Referring to FIG. 6A, when there is no preset destination, the processor 170 may receive a first HD map tile 351 including a position 350 of the vehicle 10. The server 21 may receive data on the position 350 of the vehicle 10 from the vehicle 10 and may provide the first HD map tile 351 including a position 250 of the vehicle 10 to the vehicle 10. The processor 170 may receive HD map tiles 352, 353, 354, and 355 around the first HD map tile 351. For example, the processor 170 may receive the HD map tiles 352, 353, 354, and 355 that neighbor upper, lower, left, and right sides of the first HD map tile 351, respectively. In this case, the processor 170 may receive five HD map tiles in total. For example, the processor 170 may further receive an HD map tile positioned in a diagonal direction from the first HD map tile 351 along with the HD map tiles 352, 353, 354, and 355 that neighbor upper, lower, left, and right sides of the first HD map tile 351, respectively. In this case, the processor 170 may receive nine HD map tiles in total.
FIG. 6B is a diagram for explaining an operation of receiving HD map data when there is a preset destination.
Referring to FIG. 6B, when there is a preset destination, the processor 170 may receive tiles 350, 352, 361, 362, 363, 364, 365, 366, 367, 368, 369, 370, and 371 associated with a path 391 to the position 350 of the vehicle 10. The processor 170 may receive the plurality of tiles 350, 352, 361, 362, 363, 364, 365, 366, 367, 368, 369, 370, and 371 to cover the path 391.
The processor 170 may receive all of the tiles 350, 352, 361, 362, 363, 364, 365, 366, 367, 368, 369, 370, and 371, which cover the path 391, at one time.
While the vehicle 10 moves along the path 391, the processor 170 may separately receive all of the tiles 350, 352, 361, 362, 363, 364, 365, 366, 367, 368, 369, 370, and 371. While the vehicle 10 moves along the path 391, the processor 170 may receive only at least some of the tiles 350, 352, 361, 362, 363, 364, 365, 366, 367, 368, 369, 370, and 371 based on the position of the vehicle 10. Then, the processor 170 may continuously receive tiles and may delete the pre-received tiles while the vehicle 10 moves.
---*---
-- GIVEN INSTRUCTION 1 --
Return every line of the records below that contains the word "hoodie".

-- EXTRACTED INFORMATION --
---*---
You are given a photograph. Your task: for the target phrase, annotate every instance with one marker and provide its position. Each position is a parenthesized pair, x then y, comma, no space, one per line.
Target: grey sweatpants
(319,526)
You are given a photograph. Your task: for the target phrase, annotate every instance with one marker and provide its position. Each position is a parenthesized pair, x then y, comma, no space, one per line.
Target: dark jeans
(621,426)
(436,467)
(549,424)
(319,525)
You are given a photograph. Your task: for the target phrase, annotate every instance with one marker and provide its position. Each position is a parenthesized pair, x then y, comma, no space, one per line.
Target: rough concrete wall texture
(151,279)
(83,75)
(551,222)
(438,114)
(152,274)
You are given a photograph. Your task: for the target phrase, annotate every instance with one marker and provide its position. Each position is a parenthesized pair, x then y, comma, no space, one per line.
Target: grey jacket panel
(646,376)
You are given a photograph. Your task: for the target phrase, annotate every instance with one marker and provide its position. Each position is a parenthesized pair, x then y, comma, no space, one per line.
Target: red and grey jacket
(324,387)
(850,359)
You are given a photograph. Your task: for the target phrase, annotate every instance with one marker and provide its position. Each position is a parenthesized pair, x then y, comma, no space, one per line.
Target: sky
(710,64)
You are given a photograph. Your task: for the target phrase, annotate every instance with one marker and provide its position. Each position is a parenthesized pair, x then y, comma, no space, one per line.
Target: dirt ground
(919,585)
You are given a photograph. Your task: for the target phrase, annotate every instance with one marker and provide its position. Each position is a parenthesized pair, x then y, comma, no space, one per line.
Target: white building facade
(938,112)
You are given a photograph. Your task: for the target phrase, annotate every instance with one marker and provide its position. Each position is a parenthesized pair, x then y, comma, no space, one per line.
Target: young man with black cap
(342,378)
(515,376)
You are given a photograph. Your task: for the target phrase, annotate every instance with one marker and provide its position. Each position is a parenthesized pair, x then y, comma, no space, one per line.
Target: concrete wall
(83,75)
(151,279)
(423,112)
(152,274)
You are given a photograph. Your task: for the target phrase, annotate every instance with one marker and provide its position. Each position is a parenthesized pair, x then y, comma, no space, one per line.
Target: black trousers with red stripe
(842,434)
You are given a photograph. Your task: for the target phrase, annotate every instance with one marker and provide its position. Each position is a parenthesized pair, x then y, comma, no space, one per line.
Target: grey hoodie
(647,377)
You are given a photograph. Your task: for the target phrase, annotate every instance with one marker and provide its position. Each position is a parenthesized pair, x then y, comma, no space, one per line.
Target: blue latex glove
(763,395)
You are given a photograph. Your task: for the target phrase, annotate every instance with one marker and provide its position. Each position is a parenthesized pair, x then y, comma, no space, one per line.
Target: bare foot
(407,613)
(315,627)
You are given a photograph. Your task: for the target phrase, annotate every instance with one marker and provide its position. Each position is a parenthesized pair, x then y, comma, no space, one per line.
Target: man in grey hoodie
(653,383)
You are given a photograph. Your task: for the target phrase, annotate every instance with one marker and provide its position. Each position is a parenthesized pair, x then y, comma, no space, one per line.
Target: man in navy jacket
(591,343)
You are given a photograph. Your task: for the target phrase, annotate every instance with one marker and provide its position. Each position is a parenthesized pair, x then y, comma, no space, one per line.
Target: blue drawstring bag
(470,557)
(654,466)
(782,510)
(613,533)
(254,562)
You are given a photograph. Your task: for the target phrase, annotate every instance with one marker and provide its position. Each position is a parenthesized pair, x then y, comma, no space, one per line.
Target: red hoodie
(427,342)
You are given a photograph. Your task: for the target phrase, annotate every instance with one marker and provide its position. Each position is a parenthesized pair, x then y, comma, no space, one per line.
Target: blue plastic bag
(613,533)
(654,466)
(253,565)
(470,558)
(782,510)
---*---
-- GIVEN INSTRUCTION 2 --
Extend the passage on receiving HD map tiles, picking up after its last sentence.

-- RIGHT ANSWER 1 --
Target: grey hoodie
Target: man in grey hoodie
Target: red hoodie

-- RIGHT ANSWER 2 --
FIG. 6C is a diagram for explaining an operation of generating electronic horizon data according to an embodiment of the present disclosure.
Referring to FIG. 6C, the processor 170 may generate the electronic horizon data based on HD map data.
The vehicle 10 may travel in the state in which a final destination is set. The final destination may be set based on user input received through the user interface device 200 or the communication device 220. In some embodiments, the final destination may also be set by the travel system 260.
In the state in which the final destination is set, the vehicle 10 may be positioned within a preset distance from a first point while traveling. When the vehicle 10 is positioned within a preset distance from the first point, the processor 170 may generate electronic horizon data using a first point as a start point and a second point as an end point. Each of the first point and the second point may be one point on a path toward the final destination. The first point may be described as the point at which the vehicle 10 is currently positioned or is to be positioned in the near future. The second point may be described as the aforementioned horizon.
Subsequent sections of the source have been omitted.